TEXT EXCERPT Start Marker
Wang Shuang arrived in Beijing in 2008 and now works with a company in Chaoyang District. At first, he rented an apartment with a colleague. In 2011, he got married. With financial assistance from his parents, the couple bought an apartment in Yanjiao with a mortgage. “In Yanjiao, you can rent a two-bedroom apartment for what a basement room costs in Beijing,” Wang explains. “Many youngsters can afford a home in Yanjiao, but could never in Beijing. Actually, many of my colleagues had already purchased homes in Yanjiao before I did.”

However, the daily commute between Yanjiao and Beijing is a painful experience. No subway or commuter rails connect the cities, leaving bus as the only available public transportation. During rush hours, passengers are always packed like sardines on shuttling buses. “A man gets on, a picture gets off,” some joke. “Biscuits on, flour off.”

For these commuters, Yanjiao is only a place to rest their heads. Every other need is satisfied in Beijing. Perhaps few are willing to endure three or four hours of commuting daily throughout a lifetime. Many who are forced to sleep in Yanjiao still dream of settling permanently within Beijing proper, considering Yanjiao only a temporary stopover.

Growing Pains

For immigrants arriving in megacities such as Beijing, life isn’t easy. They are welcomed with either jaw-dropping living costs or epic daily commutes. In fact, behind the dilemma is imbalanced regional development during China’s urbanization. In recent years, along with the fast pace of the country’s urbanization, more and more people have swarmed into big cities. As a result, big cities further expand into sprawling megalopolises. Data released by Beijing Municipal Bureau of Statistics shows that by the end of 2013, the city’s permanent population had surpassed 21 million, of which 8 million were migrants.

Any metropolis, regardless of size, cannot support endless population explosions. Like a centrifuge, when a city spins, the poor are catapulted away from the center and even out of the city. Along with the increasing expansion of cities, people are finding longer and longer journeys to work, and greater chunks of their lives devoted to commuting. According to a recent report issued by Social Survey and Research Center of Peking University, Beijingers daily spend 1.32 hours commuting between home and work, the longest average of any Chinese city, much longer than the national average of 0.96 hours. Along with traffic congestion, increasing distances between home and work are lengthening the trip.

In fact, the rise of super commuters isn’t a phenomenon unique to Beijing. Kunshan, a city in Jiangsu Province, has become a “sleeping town” for many who work in neighboring Shanghai. Ultimately, the phenomenon stems from economic imbalances between cities and surrounding areas. Despite the fact that living costs are considerably lower in small and mediumsized cities, they offer fewer job opportunities and less-developed public service facilities. As population continues flowing to large cities, their bearing capacity nears a tipping point. Most new immigrants must dwell far from the city proper and endure lengthy, painful commutes every day.

Today, time spent commuting has become a key factor to evaluate quality of life. “It would be optimal if Yanjiao residents could work near where they live,”explains Professor Ding Yuanzhu from Chinese Academy of Governance. “However, this would require the government to adjust industrial layout, optimize the functional planning of urban agglomerations, and realize a balanced distribution of public service resources. We should stop letting cities expand blindly, and rationally distribute employment, education, and medical resources by building satellite cities to achieve an integration of dwelling and work.”
TEXT EXCERPT End Marker
PROVIDED DATA Start Marker
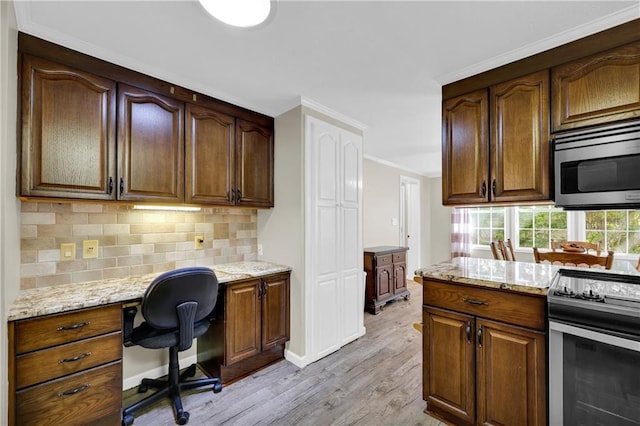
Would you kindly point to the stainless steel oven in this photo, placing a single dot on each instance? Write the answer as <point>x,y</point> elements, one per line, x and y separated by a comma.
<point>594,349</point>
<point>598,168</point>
PROVIDED DATA End Marker
| DESCRIPTION OF THE TASK |
Rewrite the part of the text on Beijing's commuters that opens with "For these commuters, Yanjiao" and closes with "a temporary stopover.", putting "place to sleep" in place of "place to rest their heads".

| WRITTEN REPLY |
For these commuters, Yanjiao is only a place to sleep. Every other need is satisfied in Beijing. Perhaps few are willing to endure three or four hours of commuting daily throughout a lifetime. Many who are forced to sleep in Yanjiao still dream of settling permanently within Beijing proper, considering Yanjiao only a temporary stopover.